■ **Problem requirements**
Locate every line in the material below that has the word "camouflage". Copy each of those lines.

** Dataset records follows **

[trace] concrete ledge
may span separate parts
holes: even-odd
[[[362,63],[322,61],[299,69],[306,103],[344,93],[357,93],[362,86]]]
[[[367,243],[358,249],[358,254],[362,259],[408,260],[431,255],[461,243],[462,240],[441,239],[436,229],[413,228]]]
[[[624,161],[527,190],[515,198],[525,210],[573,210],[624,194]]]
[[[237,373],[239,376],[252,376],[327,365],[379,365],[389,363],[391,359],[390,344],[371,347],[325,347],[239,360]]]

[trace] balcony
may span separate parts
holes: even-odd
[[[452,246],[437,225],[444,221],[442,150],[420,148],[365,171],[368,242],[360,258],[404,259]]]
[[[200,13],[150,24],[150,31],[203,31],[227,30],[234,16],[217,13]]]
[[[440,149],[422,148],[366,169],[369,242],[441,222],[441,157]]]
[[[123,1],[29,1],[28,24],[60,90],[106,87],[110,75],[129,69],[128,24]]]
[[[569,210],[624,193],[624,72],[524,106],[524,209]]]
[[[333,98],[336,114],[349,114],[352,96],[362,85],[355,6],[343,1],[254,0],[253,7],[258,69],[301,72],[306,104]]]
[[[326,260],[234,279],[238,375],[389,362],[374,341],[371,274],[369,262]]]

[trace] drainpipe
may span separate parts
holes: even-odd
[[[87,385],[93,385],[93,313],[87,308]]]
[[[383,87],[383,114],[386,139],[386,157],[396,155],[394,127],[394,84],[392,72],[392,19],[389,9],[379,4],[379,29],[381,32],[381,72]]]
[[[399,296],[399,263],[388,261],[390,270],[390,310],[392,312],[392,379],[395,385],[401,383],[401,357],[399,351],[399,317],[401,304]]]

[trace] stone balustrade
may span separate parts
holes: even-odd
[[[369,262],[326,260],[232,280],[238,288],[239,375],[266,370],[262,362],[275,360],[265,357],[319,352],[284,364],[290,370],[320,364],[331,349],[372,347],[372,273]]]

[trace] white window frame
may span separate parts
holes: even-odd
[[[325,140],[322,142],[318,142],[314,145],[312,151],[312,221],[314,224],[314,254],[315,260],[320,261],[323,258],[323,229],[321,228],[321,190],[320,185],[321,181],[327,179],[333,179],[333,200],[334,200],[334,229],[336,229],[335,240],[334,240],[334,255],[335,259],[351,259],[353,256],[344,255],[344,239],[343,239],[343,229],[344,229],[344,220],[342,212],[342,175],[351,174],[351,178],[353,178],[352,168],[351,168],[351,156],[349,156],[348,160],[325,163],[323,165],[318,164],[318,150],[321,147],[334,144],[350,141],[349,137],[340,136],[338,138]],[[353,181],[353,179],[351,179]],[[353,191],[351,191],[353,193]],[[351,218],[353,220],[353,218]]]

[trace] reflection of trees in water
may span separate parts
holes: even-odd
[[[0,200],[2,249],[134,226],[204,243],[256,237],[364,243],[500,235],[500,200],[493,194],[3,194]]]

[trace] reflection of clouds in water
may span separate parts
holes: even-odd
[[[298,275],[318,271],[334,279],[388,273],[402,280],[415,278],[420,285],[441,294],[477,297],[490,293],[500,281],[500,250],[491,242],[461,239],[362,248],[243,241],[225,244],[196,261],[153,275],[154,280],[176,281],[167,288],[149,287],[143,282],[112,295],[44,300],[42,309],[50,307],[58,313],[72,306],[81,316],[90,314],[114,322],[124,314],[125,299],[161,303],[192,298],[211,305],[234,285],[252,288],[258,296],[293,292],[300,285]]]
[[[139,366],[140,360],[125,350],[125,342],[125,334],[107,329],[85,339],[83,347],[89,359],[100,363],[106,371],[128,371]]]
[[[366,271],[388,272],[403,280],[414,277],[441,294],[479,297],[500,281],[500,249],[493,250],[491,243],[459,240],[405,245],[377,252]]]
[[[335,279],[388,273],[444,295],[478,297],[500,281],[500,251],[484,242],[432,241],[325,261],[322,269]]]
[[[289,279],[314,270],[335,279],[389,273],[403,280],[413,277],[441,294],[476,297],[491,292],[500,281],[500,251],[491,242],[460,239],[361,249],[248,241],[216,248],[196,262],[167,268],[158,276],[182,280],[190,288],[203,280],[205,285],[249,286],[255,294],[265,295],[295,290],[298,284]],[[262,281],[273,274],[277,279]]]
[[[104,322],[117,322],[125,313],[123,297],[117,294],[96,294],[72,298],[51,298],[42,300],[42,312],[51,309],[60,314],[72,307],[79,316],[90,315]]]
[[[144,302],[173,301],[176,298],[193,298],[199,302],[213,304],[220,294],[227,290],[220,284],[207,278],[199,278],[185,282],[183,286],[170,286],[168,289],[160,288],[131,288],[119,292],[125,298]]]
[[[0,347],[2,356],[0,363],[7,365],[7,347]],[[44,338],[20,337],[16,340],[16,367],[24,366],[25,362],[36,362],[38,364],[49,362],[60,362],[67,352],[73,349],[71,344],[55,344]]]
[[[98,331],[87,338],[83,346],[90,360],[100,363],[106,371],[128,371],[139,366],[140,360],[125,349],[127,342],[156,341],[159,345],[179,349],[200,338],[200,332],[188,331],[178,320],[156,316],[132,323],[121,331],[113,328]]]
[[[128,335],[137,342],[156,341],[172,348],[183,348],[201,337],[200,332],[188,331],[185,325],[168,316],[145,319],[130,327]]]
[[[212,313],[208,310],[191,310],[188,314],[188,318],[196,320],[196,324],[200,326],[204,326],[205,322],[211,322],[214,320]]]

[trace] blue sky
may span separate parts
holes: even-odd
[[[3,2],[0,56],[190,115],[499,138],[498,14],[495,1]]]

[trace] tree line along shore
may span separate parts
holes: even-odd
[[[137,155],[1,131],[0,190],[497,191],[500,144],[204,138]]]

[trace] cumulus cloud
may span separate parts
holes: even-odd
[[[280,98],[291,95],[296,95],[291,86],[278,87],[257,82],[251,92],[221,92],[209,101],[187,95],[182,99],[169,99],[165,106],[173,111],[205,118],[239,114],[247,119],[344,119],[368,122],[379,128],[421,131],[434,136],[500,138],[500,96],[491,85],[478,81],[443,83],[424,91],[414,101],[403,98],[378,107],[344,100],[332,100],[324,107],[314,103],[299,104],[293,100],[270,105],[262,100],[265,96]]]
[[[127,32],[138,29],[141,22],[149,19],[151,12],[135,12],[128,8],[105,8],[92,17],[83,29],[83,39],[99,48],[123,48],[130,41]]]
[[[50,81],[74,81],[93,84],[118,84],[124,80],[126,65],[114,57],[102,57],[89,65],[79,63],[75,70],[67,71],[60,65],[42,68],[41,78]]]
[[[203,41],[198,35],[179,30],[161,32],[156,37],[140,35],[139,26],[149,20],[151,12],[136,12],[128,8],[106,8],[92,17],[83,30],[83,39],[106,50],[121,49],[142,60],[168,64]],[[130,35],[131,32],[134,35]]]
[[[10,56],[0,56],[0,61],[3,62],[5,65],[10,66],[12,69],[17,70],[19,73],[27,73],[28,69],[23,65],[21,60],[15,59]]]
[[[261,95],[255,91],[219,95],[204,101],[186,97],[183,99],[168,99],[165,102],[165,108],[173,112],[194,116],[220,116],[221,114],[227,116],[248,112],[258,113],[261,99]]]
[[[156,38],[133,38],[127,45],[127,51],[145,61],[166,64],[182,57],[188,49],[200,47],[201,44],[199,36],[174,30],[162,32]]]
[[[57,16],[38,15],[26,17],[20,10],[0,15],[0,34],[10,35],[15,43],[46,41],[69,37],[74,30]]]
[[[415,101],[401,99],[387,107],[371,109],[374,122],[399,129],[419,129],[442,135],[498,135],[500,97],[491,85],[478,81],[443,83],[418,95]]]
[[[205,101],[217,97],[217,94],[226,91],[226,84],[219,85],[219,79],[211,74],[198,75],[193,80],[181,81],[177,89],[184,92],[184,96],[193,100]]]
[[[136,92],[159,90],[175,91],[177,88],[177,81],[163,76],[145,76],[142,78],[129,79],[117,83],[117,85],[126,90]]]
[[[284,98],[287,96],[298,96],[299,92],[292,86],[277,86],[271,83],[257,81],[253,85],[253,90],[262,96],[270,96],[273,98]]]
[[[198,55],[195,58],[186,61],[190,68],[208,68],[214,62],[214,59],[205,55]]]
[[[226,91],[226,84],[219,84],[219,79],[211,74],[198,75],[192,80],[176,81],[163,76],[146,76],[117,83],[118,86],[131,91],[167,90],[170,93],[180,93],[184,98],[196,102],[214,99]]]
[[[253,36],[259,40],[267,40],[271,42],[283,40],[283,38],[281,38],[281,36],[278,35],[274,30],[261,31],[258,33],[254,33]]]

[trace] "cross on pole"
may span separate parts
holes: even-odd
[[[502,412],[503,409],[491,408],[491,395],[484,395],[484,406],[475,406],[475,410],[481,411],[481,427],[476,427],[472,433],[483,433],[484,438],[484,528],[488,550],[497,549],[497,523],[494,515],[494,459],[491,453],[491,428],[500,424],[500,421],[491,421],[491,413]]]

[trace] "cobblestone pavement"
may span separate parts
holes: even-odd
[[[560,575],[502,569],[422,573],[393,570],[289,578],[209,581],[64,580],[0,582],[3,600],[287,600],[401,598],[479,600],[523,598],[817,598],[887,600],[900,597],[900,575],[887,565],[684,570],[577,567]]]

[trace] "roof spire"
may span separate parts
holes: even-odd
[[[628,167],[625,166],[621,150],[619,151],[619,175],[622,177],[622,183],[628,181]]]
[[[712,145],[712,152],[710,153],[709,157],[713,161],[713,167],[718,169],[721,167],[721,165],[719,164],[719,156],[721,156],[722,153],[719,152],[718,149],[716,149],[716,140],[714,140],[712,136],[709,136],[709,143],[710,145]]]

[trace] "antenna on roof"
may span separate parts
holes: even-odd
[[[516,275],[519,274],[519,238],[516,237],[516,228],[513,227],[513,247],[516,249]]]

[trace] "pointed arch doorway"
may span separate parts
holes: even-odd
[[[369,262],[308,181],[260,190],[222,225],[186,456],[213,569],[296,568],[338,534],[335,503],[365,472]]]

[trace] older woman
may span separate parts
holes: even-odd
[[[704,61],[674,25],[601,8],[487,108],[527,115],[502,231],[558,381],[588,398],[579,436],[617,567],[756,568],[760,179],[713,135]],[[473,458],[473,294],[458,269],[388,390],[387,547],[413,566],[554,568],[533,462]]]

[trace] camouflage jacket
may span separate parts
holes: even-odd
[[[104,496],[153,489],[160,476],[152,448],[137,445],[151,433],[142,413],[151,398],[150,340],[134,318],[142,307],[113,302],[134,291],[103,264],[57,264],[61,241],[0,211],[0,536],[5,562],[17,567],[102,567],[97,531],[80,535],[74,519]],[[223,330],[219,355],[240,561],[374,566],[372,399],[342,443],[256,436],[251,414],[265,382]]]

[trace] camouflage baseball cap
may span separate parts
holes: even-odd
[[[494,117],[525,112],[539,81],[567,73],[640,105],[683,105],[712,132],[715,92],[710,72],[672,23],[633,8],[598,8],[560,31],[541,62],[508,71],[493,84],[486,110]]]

** End of Dataset records **

■ **Exercise output**
[trace] camouflage jacket
[trace] camouflage baseball cap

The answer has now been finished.